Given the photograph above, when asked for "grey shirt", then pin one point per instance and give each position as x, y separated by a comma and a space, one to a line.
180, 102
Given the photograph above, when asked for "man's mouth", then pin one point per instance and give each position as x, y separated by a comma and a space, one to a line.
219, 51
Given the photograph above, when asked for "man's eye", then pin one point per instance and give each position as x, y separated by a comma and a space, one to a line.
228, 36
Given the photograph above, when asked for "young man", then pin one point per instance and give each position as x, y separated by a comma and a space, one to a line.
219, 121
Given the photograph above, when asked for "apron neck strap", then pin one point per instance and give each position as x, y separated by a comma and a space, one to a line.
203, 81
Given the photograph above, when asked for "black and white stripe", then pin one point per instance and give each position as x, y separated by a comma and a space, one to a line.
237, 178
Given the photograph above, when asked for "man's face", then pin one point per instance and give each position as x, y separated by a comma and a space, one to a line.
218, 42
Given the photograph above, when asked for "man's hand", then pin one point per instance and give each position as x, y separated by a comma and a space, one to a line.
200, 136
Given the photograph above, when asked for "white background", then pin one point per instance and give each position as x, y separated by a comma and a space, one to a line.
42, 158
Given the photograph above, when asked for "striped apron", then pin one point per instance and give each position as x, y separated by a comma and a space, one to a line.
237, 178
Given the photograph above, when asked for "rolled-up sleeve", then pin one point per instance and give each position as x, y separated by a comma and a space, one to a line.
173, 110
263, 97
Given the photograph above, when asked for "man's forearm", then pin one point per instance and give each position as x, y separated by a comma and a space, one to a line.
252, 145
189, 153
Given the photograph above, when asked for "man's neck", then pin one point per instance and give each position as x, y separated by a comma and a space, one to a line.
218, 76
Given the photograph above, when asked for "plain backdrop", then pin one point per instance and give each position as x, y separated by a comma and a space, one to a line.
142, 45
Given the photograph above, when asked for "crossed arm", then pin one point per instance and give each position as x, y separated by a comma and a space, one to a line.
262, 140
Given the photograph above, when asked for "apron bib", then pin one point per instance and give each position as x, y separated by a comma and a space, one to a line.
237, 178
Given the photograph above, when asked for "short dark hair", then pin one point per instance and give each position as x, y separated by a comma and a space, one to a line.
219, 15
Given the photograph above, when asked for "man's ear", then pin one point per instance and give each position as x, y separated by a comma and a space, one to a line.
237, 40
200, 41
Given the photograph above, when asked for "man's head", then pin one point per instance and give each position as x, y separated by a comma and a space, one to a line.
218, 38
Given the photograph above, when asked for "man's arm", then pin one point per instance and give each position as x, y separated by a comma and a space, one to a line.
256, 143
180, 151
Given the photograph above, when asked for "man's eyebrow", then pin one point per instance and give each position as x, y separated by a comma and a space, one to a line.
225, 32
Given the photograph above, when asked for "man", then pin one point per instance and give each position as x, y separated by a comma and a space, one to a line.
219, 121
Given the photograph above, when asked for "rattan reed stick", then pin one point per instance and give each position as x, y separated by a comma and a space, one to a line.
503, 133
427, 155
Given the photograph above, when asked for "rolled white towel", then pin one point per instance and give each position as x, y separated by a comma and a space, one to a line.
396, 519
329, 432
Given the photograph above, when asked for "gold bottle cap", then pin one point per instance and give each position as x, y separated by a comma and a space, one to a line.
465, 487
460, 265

▶ TASK INSTRUCTIONS
Print the records once more, exactly as they were given.

▶ THE REPLY
Given the photograph above, when asked for "grey shirt", then pin one point per instance and give each position as x, y separated by a comma and a space, one to a line.
180, 102
Given the photograph above, when asked for "man's mouth", then pin one point per instance and give each position as x, y separated by a comma and a space, one to a line.
219, 51
Given the photograph above, when asked for "man's eye", then pin one point per instance and give each position as x, y separated by a comma and a space, one to a line.
228, 36
Given the photograph above, when asked for "young man", then pin one point per instance and give each position as x, y separated by a comma and a space, one to a line.
219, 121
Given the photograph above, when asked for "apron neck strap", then pin one point per instance and give each position as x, y separated by a comma and a space, one to a line.
203, 81
Given the photograph above, when asked for "black and white stripe", then pin one point per instance and give each position as x, y separated by a comma and a space, one to a line.
237, 178
Given the photograph above, when asked for "man's face", then pin one point per instance and give each position as x, y separated by a comma and a space, one to a line.
218, 42
Given the photograph above, when asked for "man's hand", then pin one point per instance and give each position as x, y separated by a comma and a space, one to a line.
200, 136
Given the photograph above, when asked for "white background", then pin one point per instance and give each position as x, y separated by a comma and a space, one to a line.
42, 158
Given the photograph above, when asked for "striped apron", then pin one point per instance and give each position as x, y separated by a comma and a space, one to a line.
237, 178
Given the photograph above, when asked for "rolled-up sleeve", then pin one point per instance and give each position as x, y separated by a comma and a space, one to a line.
173, 110
263, 97
Given the photograph above, when asked for "man's forearm", then pin one point per instance and give each position as x, y separated by a comma and a space, one to a line.
252, 145
189, 153
Given the photograph above, when asked for "man's neck", then pin one point per instance and give each position as x, y separated by a comma and a space, one to a line.
218, 76
Given the photograph above, when asked for "plain backdrop", then pin one point per instance and give each position as x, y separated by a comma and a space, one to a line.
142, 45
Given the photograph above, when asked for "crossed arm", then pin one point per instance and give each position as x, y separated by a comma and a space, one to a line.
262, 140
Given the photograph above, when asked for "apron bib", then pin one point per instance and give each position as x, y separated by a comma and a space, one to a line.
237, 178
Given the photograph above, when asked for "short dark hair", then pin one point per instance and give each position as x, y separated by a comma and a space, one to a line.
219, 15
Given the photograph above, when asked for "man's ear", then pin one point per instance and give each position as x, y separated by a comma and a space, one to a line.
237, 40
200, 41
Given the photograph above, when asked for "man's head", then pin one point per instance and give each position as x, y separated by a comma and a space, one to a line.
218, 38
Given the photograph above, when asked for "man's arm", then pin one point per instance and give each position as x, y separated by a comma and a space, one to a line.
256, 143
180, 151
Given the photograph above, when asked for "man's eyebrow", then pin one point per instance and give each position as x, y separated by a comma and a space, one to a line.
225, 32
Given the photograph above, when asked for "man", then pin one point per instance and give each position as x, y separated by a comma and a space, one to a line.
219, 121
Given the photograph above, when asked for "rattan reed stick", then pin one point per instance and give each position as x, y separated by a comma and a space, one to a line.
503, 133
427, 155
Given the photograph above, when asked for "rolled white towel", then pin one point per instance and give each position as x, y separated by a comma and a space, one to a line.
396, 519
329, 432
Given the photograph above, when asked for "gold bottle cap", then pin one point per instance and give each position as x, y separated by a comma and a space, one to a line.
465, 487
460, 265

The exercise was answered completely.